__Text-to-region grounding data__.
┄┄┄┄┄┄┄┄┄┄┄┄┄┄┄┄┄┄┄┄
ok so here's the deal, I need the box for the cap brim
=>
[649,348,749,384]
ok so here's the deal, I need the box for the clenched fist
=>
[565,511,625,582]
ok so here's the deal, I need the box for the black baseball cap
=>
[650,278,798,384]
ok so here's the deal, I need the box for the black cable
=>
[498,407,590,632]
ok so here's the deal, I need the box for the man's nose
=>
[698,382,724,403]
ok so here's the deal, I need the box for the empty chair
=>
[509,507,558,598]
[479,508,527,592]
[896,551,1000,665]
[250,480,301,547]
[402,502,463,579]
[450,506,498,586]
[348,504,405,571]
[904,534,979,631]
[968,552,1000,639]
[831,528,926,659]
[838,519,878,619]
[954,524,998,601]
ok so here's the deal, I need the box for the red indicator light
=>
┄┄┄┄┄┄┄┄┄┄┄┄┄┄┄┄┄┄┄┄
__What is being asked__.
Give a word-for-word copy of the records.

__Output for this task__.
ok so here's the deal, I need the box for the cap brim
=>
[649,348,749,384]
ok so here's the deal, I need the box for the clenched fist
=>
[565,511,625,582]
ok so here's the deal, I need the box for the black baseball cap
=>
[650,278,798,384]
ok so here's the deal, I need the box for the black cable
=>
[498,407,590,632]
ok so here's the deal, I need the box for the man's nose
=>
[698,382,724,403]
ok so here's the deal, I need the box for the empty chair
=>
[509,507,558,598]
[479,508,527,592]
[896,551,1000,665]
[250,480,301,547]
[402,502,463,579]
[450,506,498,586]
[348,504,405,571]
[904,534,979,631]
[968,552,1000,639]
[831,528,926,659]
[838,519,878,619]
[954,524,998,601]
ok so here's the deal, I need the box for the red indicator light
=>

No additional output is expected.